Input rows ->
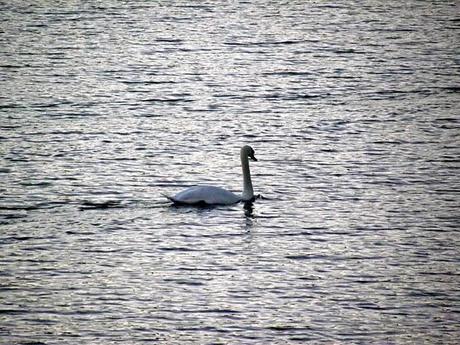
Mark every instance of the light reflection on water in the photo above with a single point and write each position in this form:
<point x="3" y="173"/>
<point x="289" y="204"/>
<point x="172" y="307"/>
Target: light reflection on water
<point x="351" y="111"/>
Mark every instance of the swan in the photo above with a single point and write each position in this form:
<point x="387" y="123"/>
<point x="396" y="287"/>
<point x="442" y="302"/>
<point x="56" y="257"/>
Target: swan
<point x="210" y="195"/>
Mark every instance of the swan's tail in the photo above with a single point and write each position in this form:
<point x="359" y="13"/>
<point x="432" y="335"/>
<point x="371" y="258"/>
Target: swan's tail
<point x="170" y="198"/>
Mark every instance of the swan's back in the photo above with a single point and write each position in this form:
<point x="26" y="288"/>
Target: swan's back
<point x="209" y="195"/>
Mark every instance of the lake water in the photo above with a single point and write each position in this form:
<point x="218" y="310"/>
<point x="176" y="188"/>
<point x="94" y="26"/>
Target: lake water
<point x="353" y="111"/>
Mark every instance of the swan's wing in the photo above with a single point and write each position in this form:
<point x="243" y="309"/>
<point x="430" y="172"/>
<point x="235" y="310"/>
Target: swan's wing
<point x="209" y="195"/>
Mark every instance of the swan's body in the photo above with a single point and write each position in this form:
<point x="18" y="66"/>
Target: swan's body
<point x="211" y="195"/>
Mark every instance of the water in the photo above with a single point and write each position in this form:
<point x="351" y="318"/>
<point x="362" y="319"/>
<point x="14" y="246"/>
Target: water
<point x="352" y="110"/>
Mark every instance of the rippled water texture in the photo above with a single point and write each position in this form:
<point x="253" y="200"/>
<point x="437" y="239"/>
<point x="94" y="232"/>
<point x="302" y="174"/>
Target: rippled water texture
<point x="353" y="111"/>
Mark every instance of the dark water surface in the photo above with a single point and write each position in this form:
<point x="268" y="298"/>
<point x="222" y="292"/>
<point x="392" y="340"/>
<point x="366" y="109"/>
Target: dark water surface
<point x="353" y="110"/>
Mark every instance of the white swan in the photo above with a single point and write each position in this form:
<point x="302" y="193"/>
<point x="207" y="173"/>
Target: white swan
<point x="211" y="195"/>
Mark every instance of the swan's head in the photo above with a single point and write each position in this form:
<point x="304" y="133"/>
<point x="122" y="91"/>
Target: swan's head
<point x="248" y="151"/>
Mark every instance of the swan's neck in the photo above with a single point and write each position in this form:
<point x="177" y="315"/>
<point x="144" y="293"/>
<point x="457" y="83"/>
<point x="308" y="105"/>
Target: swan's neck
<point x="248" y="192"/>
---
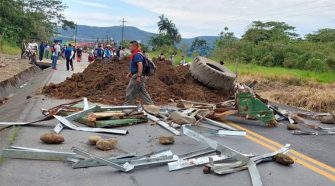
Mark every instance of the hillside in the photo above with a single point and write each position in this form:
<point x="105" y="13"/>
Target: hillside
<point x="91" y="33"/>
...
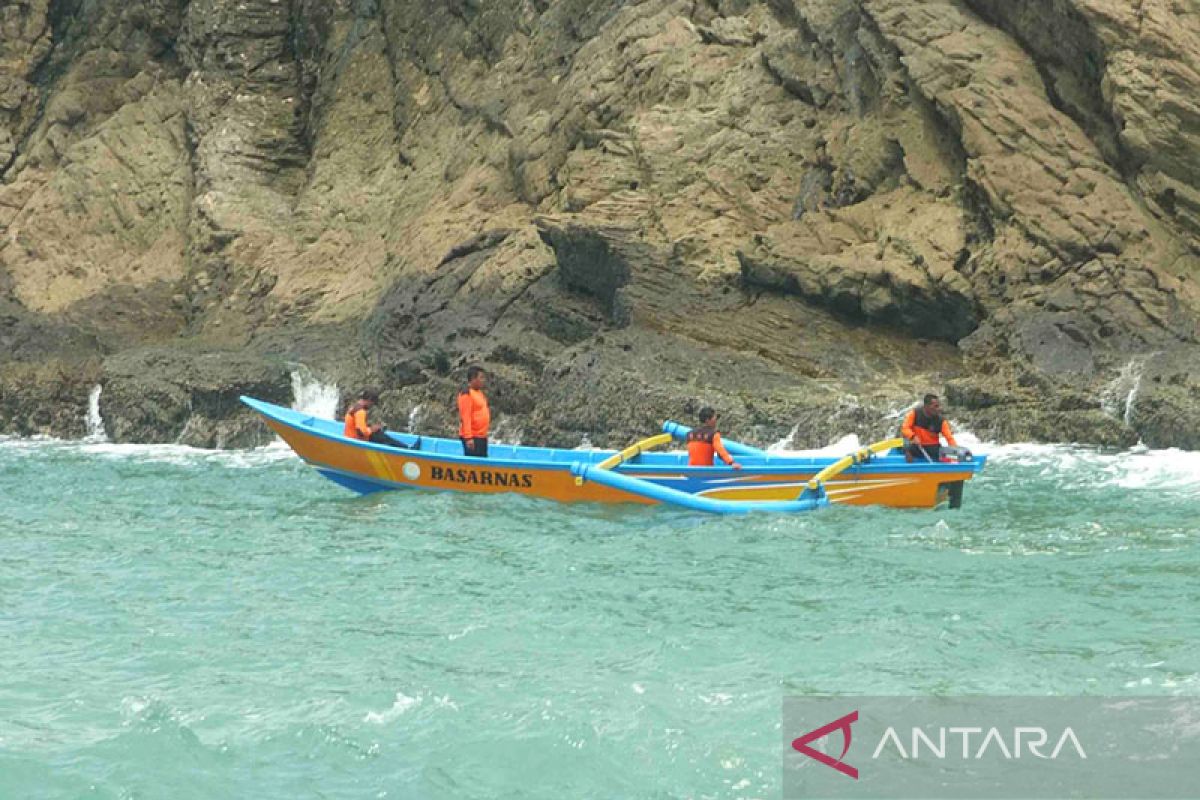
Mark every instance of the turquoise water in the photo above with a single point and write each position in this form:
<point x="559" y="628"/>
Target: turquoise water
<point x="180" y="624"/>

Your instructions -> Count the lines in the material above that contain the string "surface", matching case exactly, and reply with only the number.

Task result -> 2